» **Task details**:
Among the entries below, please show each line that carries the word "louvered".

══ Records for this task ══

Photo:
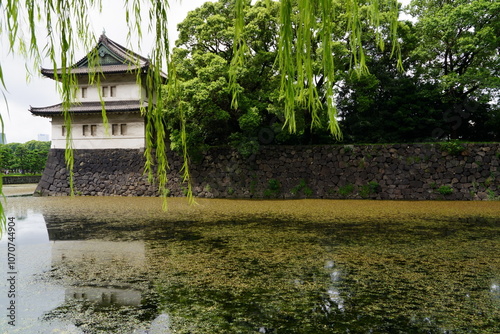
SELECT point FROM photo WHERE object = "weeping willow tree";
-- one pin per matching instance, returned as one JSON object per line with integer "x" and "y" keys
{"x": 63, "y": 25}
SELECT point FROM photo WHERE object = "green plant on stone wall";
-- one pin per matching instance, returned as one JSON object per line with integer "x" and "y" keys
{"x": 348, "y": 149}
{"x": 346, "y": 190}
{"x": 302, "y": 187}
{"x": 445, "y": 190}
{"x": 369, "y": 189}
{"x": 492, "y": 196}
{"x": 452, "y": 147}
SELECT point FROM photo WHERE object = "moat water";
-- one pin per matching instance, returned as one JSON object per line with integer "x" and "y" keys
{"x": 122, "y": 265}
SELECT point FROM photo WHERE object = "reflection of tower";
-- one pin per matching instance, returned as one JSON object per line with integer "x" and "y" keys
{"x": 94, "y": 257}
{"x": 100, "y": 276}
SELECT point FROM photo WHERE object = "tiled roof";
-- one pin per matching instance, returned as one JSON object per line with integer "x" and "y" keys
{"x": 91, "y": 108}
{"x": 111, "y": 57}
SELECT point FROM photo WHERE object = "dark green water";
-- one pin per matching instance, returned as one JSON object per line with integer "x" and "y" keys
{"x": 121, "y": 265}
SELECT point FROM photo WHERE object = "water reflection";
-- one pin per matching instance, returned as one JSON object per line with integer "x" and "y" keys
{"x": 218, "y": 270}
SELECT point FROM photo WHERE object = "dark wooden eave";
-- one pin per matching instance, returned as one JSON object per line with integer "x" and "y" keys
{"x": 112, "y": 58}
{"x": 91, "y": 108}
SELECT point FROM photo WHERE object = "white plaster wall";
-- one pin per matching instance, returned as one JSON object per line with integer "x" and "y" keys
{"x": 133, "y": 139}
{"x": 124, "y": 92}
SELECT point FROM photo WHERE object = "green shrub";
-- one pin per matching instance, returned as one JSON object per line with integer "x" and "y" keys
{"x": 273, "y": 188}
{"x": 302, "y": 186}
{"x": 369, "y": 189}
{"x": 445, "y": 190}
{"x": 346, "y": 190}
{"x": 452, "y": 147}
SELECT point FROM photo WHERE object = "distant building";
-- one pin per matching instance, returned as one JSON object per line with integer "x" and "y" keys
{"x": 123, "y": 99}
{"x": 43, "y": 137}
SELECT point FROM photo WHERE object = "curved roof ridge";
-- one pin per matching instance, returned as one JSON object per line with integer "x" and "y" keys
{"x": 129, "y": 59}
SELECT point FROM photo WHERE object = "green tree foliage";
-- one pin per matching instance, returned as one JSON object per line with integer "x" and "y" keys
{"x": 388, "y": 105}
{"x": 202, "y": 59}
{"x": 459, "y": 52}
{"x": 27, "y": 158}
{"x": 66, "y": 25}
{"x": 449, "y": 88}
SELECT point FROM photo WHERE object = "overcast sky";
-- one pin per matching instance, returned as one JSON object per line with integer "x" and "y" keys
{"x": 20, "y": 125}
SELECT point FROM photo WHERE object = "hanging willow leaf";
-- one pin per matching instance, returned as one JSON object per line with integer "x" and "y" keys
{"x": 66, "y": 24}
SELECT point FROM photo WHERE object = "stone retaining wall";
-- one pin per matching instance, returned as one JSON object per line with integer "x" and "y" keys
{"x": 394, "y": 172}
{"x": 21, "y": 179}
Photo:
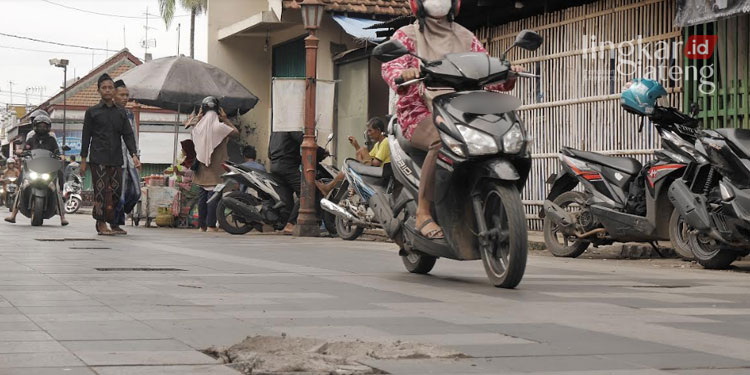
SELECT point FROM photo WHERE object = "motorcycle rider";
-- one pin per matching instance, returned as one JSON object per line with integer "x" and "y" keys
{"x": 379, "y": 156}
{"x": 44, "y": 141}
{"x": 432, "y": 37}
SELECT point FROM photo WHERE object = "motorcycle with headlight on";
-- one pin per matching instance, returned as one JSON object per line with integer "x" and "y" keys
{"x": 38, "y": 190}
{"x": 483, "y": 164}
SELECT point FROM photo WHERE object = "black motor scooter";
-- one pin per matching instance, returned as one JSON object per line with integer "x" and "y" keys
{"x": 38, "y": 198}
{"x": 249, "y": 198}
{"x": 622, "y": 200}
{"x": 483, "y": 164}
{"x": 714, "y": 198}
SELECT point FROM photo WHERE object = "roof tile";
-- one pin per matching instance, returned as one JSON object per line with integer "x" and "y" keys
{"x": 371, "y": 7}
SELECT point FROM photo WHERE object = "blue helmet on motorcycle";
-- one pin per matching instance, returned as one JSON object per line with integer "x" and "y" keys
{"x": 640, "y": 96}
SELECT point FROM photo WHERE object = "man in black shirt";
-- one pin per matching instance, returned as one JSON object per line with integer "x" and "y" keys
{"x": 42, "y": 140}
{"x": 284, "y": 152}
{"x": 105, "y": 126}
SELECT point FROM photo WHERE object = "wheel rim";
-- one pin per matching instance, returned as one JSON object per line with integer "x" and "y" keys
{"x": 71, "y": 205}
{"x": 498, "y": 252}
{"x": 574, "y": 209}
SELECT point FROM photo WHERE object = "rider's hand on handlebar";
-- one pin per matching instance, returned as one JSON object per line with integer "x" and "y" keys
{"x": 410, "y": 74}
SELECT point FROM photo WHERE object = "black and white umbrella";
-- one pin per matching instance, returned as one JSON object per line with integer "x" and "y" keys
{"x": 180, "y": 84}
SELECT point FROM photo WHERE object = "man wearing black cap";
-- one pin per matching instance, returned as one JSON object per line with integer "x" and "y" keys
{"x": 105, "y": 126}
{"x": 131, "y": 187}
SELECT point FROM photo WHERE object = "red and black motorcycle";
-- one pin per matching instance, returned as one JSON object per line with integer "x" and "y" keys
{"x": 622, "y": 200}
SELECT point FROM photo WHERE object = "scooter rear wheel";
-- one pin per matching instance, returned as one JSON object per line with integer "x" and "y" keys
{"x": 505, "y": 258}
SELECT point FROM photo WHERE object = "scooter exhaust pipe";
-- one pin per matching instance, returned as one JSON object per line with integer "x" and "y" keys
{"x": 339, "y": 211}
{"x": 560, "y": 217}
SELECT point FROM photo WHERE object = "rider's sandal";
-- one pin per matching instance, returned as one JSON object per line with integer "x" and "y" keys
{"x": 105, "y": 232}
{"x": 435, "y": 234}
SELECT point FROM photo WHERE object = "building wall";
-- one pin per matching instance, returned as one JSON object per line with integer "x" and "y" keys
{"x": 576, "y": 102}
{"x": 248, "y": 61}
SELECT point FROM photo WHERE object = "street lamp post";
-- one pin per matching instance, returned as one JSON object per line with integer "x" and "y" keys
{"x": 307, "y": 223}
{"x": 63, "y": 63}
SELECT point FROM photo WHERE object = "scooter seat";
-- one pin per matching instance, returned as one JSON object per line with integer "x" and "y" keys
{"x": 406, "y": 144}
{"x": 739, "y": 138}
{"x": 624, "y": 164}
{"x": 364, "y": 170}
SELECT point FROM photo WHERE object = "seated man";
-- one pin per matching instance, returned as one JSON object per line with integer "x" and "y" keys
{"x": 42, "y": 140}
{"x": 379, "y": 156}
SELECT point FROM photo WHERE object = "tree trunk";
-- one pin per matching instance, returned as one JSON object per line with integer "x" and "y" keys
{"x": 192, "y": 33}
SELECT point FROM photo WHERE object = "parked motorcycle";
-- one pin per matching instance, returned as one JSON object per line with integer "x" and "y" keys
{"x": 349, "y": 202}
{"x": 250, "y": 198}
{"x": 622, "y": 200}
{"x": 483, "y": 163}
{"x": 38, "y": 196}
{"x": 10, "y": 195}
{"x": 72, "y": 194}
{"x": 714, "y": 198}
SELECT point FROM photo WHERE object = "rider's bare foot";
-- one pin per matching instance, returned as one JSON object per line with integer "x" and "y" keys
{"x": 429, "y": 229}
{"x": 323, "y": 187}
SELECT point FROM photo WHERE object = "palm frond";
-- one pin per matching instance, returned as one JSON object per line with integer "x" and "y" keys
{"x": 166, "y": 8}
{"x": 199, "y": 6}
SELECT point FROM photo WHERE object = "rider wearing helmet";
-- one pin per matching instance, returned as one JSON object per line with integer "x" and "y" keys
{"x": 433, "y": 36}
{"x": 42, "y": 140}
{"x": 32, "y": 116}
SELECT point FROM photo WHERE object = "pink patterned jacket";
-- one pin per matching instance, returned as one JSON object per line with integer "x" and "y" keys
{"x": 411, "y": 108}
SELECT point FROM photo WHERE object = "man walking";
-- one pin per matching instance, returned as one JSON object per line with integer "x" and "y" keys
{"x": 131, "y": 186}
{"x": 105, "y": 126}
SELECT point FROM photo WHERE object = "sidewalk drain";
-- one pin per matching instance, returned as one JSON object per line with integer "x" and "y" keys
{"x": 661, "y": 286}
{"x": 64, "y": 239}
{"x": 116, "y": 269}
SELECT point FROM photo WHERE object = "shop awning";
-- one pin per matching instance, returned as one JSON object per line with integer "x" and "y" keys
{"x": 357, "y": 27}
{"x": 695, "y": 12}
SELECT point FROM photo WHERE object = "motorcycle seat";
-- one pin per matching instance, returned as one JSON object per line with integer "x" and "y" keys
{"x": 406, "y": 144}
{"x": 739, "y": 138}
{"x": 624, "y": 164}
{"x": 364, "y": 170}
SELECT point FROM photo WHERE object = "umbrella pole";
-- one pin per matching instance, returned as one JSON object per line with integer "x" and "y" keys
{"x": 176, "y": 135}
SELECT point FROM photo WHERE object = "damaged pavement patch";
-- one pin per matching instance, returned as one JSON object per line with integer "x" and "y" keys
{"x": 283, "y": 355}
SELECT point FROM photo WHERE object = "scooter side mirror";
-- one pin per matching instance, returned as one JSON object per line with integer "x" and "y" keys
{"x": 694, "y": 109}
{"x": 528, "y": 40}
{"x": 390, "y": 51}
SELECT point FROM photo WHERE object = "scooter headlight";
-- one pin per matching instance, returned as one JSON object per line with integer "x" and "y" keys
{"x": 513, "y": 140}
{"x": 453, "y": 144}
{"x": 478, "y": 143}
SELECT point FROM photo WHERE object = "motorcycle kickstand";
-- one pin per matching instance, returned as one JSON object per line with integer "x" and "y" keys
{"x": 656, "y": 248}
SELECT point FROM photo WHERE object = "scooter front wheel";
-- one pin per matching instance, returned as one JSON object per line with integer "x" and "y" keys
{"x": 418, "y": 263}
{"x": 37, "y": 212}
{"x": 505, "y": 256}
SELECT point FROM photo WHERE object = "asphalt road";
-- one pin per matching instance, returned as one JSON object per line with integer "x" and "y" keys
{"x": 75, "y": 303}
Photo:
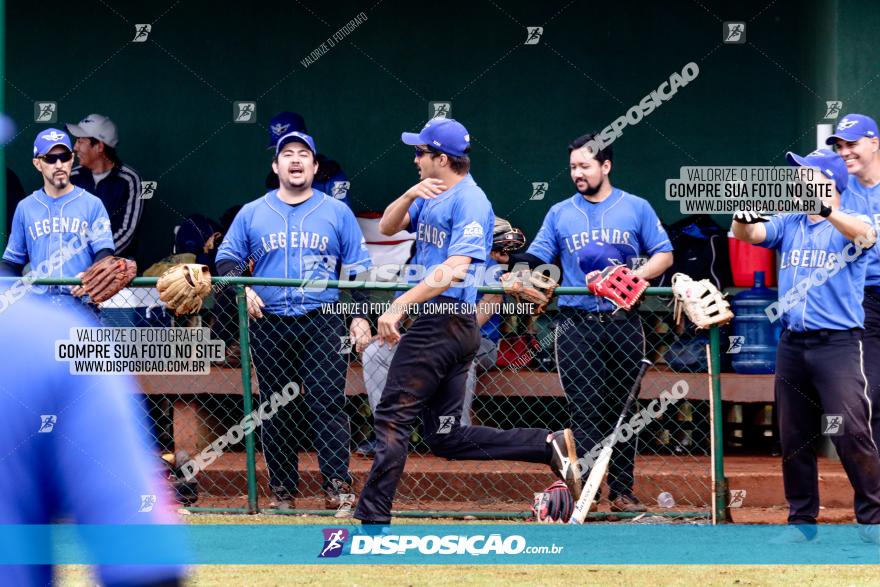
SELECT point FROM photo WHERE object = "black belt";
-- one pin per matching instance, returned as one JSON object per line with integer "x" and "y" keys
{"x": 820, "y": 334}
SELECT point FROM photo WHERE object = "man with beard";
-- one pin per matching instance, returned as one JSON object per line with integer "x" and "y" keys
{"x": 597, "y": 358}
{"x": 299, "y": 232}
{"x": 856, "y": 141}
{"x": 59, "y": 229}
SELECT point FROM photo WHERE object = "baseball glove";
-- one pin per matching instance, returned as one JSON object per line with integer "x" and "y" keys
{"x": 701, "y": 301}
{"x": 506, "y": 238}
{"x": 529, "y": 286}
{"x": 617, "y": 284}
{"x": 554, "y": 504}
{"x": 105, "y": 278}
{"x": 183, "y": 288}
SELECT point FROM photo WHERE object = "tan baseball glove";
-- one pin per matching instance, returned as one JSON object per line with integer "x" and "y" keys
{"x": 184, "y": 287}
{"x": 105, "y": 278}
{"x": 701, "y": 301}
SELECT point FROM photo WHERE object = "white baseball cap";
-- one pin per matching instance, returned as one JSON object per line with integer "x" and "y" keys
{"x": 96, "y": 126}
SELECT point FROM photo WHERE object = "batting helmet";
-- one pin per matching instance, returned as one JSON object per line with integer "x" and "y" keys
{"x": 506, "y": 238}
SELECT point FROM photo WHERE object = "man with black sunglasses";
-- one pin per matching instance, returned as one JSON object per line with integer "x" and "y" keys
{"x": 60, "y": 229}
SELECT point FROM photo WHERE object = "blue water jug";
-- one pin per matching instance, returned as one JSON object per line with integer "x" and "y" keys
{"x": 756, "y": 336}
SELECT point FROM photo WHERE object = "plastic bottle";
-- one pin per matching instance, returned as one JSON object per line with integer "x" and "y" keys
{"x": 758, "y": 336}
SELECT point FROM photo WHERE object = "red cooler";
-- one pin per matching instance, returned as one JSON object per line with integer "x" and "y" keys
{"x": 746, "y": 259}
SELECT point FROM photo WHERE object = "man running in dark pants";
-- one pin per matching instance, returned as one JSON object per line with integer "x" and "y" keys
{"x": 820, "y": 378}
{"x": 453, "y": 221}
{"x": 598, "y": 348}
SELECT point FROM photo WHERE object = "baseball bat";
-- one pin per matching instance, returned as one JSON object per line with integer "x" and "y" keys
{"x": 600, "y": 467}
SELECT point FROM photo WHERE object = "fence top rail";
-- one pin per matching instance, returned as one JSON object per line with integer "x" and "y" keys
{"x": 330, "y": 283}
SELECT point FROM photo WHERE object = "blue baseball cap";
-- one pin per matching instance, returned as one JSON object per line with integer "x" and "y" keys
{"x": 852, "y": 127}
{"x": 827, "y": 161}
{"x": 48, "y": 138}
{"x": 298, "y": 137}
{"x": 443, "y": 134}
{"x": 283, "y": 123}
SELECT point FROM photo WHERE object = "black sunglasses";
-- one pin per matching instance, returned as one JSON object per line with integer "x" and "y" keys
{"x": 52, "y": 159}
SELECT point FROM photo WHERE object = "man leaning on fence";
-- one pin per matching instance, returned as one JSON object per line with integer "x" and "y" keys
{"x": 298, "y": 232}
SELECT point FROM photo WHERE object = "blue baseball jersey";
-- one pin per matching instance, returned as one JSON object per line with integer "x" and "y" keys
{"x": 626, "y": 221}
{"x": 316, "y": 240}
{"x": 865, "y": 200}
{"x": 458, "y": 221}
{"x": 74, "y": 446}
{"x": 807, "y": 247}
{"x": 61, "y": 234}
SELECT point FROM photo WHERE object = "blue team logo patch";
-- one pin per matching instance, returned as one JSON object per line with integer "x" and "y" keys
{"x": 474, "y": 229}
{"x": 334, "y": 541}
{"x": 339, "y": 190}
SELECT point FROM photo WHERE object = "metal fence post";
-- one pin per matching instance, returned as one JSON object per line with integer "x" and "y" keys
{"x": 247, "y": 400}
{"x": 721, "y": 513}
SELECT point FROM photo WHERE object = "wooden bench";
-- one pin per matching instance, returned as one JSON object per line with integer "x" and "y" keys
{"x": 192, "y": 430}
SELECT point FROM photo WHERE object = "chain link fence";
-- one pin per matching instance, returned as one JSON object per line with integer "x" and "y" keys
{"x": 559, "y": 369}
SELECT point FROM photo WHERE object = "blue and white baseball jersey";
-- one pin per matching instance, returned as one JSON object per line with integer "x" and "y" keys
{"x": 75, "y": 447}
{"x": 314, "y": 240}
{"x": 808, "y": 249}
{"x": 622, "y": 219}
{"x": 866, "y": 201}
{"x": 59, "y": 237}
{"x": 458, "y": 221}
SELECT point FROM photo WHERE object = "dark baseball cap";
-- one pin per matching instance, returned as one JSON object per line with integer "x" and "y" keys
{"x": 852, "y": 127}
{"x": 442, "y": 134}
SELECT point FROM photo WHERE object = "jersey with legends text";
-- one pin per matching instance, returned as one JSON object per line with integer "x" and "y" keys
{"x": 806, "y": 247}
{"x": 622, "y": 219}
{"x": 67, "y": 232}
{"x": 316, "y": 240}
{"x": 457, "y": 222}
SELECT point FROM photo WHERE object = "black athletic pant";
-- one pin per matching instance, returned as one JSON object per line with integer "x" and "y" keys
{"x": 871, "y": 344}
{"x": 597, "y": 358}
{"x": 427, "y": 377}
{"x": 820, "y": 372}
{"x": 303, "y": 350}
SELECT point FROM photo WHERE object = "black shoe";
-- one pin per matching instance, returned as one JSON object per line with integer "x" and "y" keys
{"x": 564, "y": 461}
{"x": 340, "y": 497}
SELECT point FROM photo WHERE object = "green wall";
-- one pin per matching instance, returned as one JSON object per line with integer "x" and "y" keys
{"x": 172, "y": 95}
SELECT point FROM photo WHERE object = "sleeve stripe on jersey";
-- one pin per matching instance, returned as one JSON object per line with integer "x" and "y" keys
{"x": 133, "y": 209}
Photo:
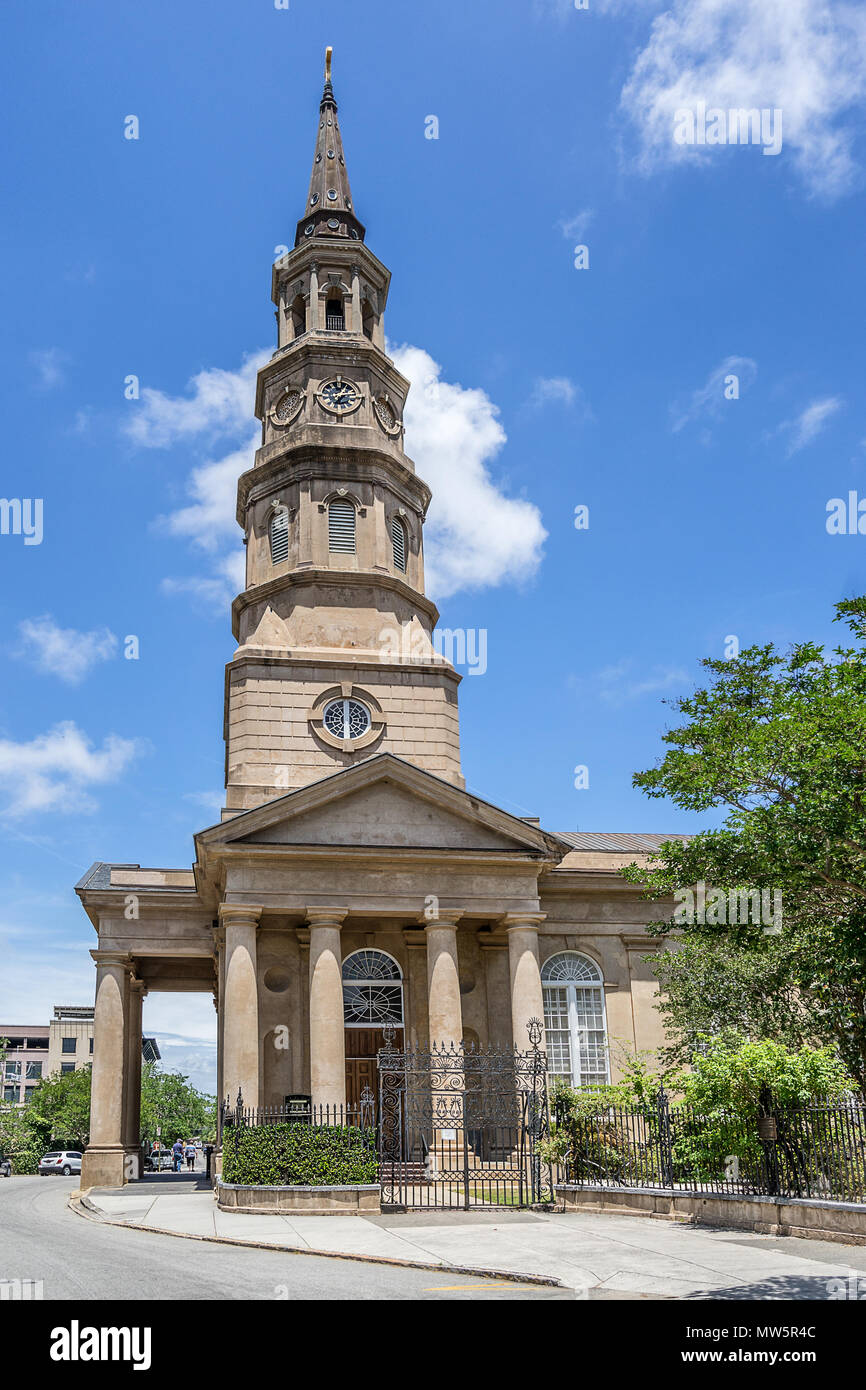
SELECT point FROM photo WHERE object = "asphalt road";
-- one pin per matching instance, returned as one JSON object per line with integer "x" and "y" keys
{"x": 75, "y": 1258}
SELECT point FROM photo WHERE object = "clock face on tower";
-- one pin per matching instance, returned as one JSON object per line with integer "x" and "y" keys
{"x": 341, "y": 396}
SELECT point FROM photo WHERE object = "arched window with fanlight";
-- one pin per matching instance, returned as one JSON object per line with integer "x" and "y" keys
{"x": 398, "y": 544}
{"x": 341, "y": 527}
{"x": 574, "y": 1019}
{"x": 373, "y": 990}
{"x": 278, "y": 534}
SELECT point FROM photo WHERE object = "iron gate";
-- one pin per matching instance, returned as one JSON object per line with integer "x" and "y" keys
{"x": 459, "y": 1126}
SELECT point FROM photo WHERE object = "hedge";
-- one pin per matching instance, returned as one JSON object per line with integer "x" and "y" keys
{"x": 298, "y": 1155}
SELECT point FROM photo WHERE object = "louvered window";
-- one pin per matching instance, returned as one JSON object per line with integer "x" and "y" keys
{"x": 341, "y": 527}
{"x": 398, "y": 540}
{"x": 280, "y": 537}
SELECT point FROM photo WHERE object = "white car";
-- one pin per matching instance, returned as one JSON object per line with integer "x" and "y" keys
{"x": 66, "y": 1161}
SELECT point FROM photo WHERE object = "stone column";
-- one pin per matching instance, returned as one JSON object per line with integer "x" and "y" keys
{"x": 103, "y": 1162}
{"x": 313, "y": 317}
{"x": 241, "y": 1004}
{"x": 327, "y": 1032}
{"x": 444, "y": 1012}
{"x": 132, "y": 1107}
{"x": 527, "y": 1000}
{"x": 356, "y": 299}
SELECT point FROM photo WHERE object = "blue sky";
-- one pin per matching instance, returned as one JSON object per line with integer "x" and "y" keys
{"x": 558, "y": 387}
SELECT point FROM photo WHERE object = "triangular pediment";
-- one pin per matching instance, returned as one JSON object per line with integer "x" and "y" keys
{"x": 382, "y": 802}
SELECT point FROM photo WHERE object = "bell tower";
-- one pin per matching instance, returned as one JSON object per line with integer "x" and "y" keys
{"x": 335, "y": 658}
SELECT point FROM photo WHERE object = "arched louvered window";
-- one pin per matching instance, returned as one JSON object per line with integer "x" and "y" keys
{"x": 574, "y": 1019}
{"x": 280, "y": 535}
{"x": 373, "y": 990}
{"x": 341, "y": 527}
{"x": 398, "y": 540}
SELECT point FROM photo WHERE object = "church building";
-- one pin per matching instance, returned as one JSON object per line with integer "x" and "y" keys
{"x": 353, "y": 883}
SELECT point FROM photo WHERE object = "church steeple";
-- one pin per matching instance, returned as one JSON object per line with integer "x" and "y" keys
{"x": 330, "y": 210}
{"x": 335, "y": 656}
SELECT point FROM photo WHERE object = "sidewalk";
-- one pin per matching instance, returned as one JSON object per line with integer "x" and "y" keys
{"x": 615, "y": 1257}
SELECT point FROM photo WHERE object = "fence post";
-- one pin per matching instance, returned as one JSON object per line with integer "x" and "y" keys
{"x": 768, "y": 1133}
{"x": 666, "y": 1150}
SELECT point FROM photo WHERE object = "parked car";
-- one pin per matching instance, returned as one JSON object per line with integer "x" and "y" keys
{"x": 66, "y": 1161}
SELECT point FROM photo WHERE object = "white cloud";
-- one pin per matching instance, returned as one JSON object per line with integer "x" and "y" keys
{"x": 63, "y": 651}
{"x": 553, "y": 391}
{"x": 210, "y": 520}
{"x": 54, "y": 770}
{"x": 808, "y": 424}
{"x": 805, "y": 57}
{"x": 476, "y": 535}
{"x": 47, "y": 362}
{"x": 711, "y": 398}
{"x": 217, "y": 402}
{"x": 576, "y": 228}
{"x": 213, "y": 591}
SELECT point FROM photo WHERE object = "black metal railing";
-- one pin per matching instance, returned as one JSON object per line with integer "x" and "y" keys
{"x": 815, "y": 1150}
{"x": 355, "y": 1116}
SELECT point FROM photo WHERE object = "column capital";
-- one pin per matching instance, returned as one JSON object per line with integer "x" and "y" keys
{"x": 512, "y": 920}
{"x": 120, "y": 958}
{"x": 444, "y": 918}
{"x": 325, "y": 916}
{"x": 239, "y": 915}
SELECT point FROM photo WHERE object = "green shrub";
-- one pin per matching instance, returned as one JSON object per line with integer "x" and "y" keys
{"x": 299, "y": 1155}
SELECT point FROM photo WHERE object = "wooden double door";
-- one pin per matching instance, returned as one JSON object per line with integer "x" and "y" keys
{"x": 362, "y": 1047}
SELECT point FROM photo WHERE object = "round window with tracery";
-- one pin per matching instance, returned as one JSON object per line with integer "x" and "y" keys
{"x": 346, "y": 717}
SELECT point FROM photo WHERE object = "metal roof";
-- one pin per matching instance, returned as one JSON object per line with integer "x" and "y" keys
{"x": 615, "y": 843}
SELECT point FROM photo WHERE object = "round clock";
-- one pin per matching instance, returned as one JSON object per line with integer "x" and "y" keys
{"x": 341, "y": 396}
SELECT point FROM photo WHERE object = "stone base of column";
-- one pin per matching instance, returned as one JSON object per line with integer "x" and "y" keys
{"x": 104, "y": 1166}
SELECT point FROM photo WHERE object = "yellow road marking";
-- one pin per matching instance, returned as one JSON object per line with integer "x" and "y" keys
{"x": 499, "y": 1283}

═══

» **Exercise result**:
SELECT point FROM photo WHERE object = "louvered window";
SELECT point FROM photo WHERE object = "arched louvered window";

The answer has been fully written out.